# EXERCISE MATERIAL

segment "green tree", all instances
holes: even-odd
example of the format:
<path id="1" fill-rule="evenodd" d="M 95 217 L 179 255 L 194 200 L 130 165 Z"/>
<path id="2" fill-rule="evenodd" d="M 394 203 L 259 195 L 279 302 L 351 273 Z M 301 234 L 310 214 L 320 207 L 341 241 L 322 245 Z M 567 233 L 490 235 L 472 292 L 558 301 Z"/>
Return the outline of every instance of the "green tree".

# TASK
Could you reproduce each of the rows above word for word, without changing a single character?

# THE RESULT
segment "green tree", all instances
holes: even-odd
example of the format:
<path id="1" fill-rule="evenodd" d="M 95 217 L 179 255 L 194 200 L 130 165 Z"/>
<path id="2" fill-rule="evenodd" d="M 394 203 L 259 195 L 279 302 L 351 273 Z M 301 234 L 310 214 L 320 207 L 341 241 L 322 245 Z M 567 233 L 490 235 L 472 292 L 558 301 Z"/>
Return the outline of every instance of the "green tree".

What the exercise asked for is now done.